INPUT:
* START *

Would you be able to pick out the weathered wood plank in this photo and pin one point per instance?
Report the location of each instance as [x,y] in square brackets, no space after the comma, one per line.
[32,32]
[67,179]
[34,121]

* END *

Report every line of the items that contains the word "instance", copying each such line in full.

Would you be able to pick out the weathered wood plank in this photo and pin one point per instance?
Report the location of each instance as [x,y] in square brackets, no space after the comma, one per line.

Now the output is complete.